SOURCE MATERIAL START

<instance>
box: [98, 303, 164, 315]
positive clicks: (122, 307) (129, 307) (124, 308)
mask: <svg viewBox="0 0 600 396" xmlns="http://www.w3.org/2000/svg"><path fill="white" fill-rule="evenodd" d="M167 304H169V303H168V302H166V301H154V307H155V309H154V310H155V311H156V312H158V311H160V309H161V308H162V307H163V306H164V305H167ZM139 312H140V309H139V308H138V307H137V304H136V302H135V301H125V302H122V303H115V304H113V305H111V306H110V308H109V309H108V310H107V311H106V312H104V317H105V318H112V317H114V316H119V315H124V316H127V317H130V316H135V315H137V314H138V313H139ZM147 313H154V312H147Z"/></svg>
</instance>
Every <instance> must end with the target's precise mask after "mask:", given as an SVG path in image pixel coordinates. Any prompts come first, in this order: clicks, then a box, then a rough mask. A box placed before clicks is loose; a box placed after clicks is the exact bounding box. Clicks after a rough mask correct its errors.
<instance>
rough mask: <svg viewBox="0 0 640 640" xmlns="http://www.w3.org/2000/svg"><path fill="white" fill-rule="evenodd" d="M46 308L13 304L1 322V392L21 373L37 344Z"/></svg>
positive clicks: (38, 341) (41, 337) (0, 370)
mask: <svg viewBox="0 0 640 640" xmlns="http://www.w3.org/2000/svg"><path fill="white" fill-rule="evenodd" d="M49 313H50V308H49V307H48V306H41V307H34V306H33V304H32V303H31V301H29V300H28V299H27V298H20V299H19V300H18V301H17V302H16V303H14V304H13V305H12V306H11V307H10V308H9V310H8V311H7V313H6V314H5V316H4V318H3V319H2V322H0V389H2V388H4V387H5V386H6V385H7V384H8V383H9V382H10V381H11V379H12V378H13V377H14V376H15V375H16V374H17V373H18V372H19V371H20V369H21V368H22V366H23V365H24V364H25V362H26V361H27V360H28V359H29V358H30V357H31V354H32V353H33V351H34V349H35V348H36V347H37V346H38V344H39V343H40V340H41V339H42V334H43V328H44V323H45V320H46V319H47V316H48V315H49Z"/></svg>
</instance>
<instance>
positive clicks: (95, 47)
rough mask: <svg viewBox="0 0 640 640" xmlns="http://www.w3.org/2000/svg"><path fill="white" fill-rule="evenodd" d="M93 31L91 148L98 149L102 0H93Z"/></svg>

SOURCE MATERIAL END

- ACTIVITY -
The required output is the complete set of records, reproduced exactly.

- TASK ANSWER -
<instance>
box: [98, 303, 164, 315]
positive clicks: (122, 307) (129, 307) (124, 308)
mask: <svg viewBox="0 0 600 396" xmlns="http://www.w3.org/2000/svg"><path fill="white" fill-rule="evenodd" d="M167 304H169V303H168V302H166V301H154V307H155V309H154V310H155V311H156V312H158V311H160V309H161V308H162V307H163V306H164V305H167ZM139 312H140V309H139V308H138V307H137V304H136V302H135V301H125V302H122V303H115V304H113V305H111V306H110V308H109V309H108V310H107V311H106V312H104V317H105V318H112V317H114V316H119V315H124V316H127V317H130V316H135V315H137V314H138V313H139ZM147 313H154V312H147Z"/></svg>
</instance>
Every <instance> must end with the target's precise mask after "mask:", given as an SVG path in image pixel coordinates. Any prompts come first, in this order: clicks, then a box, then a rough mask. A box placed before clicks is loose; a box placed after clicks is the exact bounding box. Clicks after a rough mask correct its errors.
<instance>
rough mask: <svg viewBox="0 0 640 640" xmlns="http://www.w3.org/2000/svg"><path fill="white" fill-rule="evenodd" d="M46 308L13 304L1 322V392L21 373L37 344Z"/></svg>
positive clicks: (38, 341) (41, 337) (0, 370)
mask: <svg viewBox="0 0 640 640" xmlns="http://www.w3.org/2000/svg"><path fill="white" fill-rule="evenodd" d="M49 313H50V308H49V307H48V306H41V307H34V306H33V304H32V303H31V301H29V300H28V299H27V298H20V299H19V300H18V301H17V302H16V303H14V304H13V305H12V306H11V307H10V308H9V310H8V311H7V313H6V314H5V316H4V318H3V319H2V322H0V389H2V388H4V387H5V386H6V385H7V384H8V383H9V382H10V381H11V379H12V378H13V377H14V376H15V375H16V374H17V373H18V372H19V371H20V369H21V368H22V366H23V365H24V364H25V362H26V361H27V360H28V359H29V358H30V357H31V354H32V353H33V351H34V349H35V348H36V347H37V346H38V344H39V343H40V340H41V339H42V334H43V328H44V323H45V320H46V319H47V316H48V315H49Z"/></svg>
</instance>
<instance>
positive clicks: (95, 47)
rough mask: <svg viewBox="0 0 640 640" xmlns="http://www.w3.org/2000/svg"><path fill="white" fill-rule="evenodd" d="M93 31L91 148L98 149L102 0H93Z"/></svg>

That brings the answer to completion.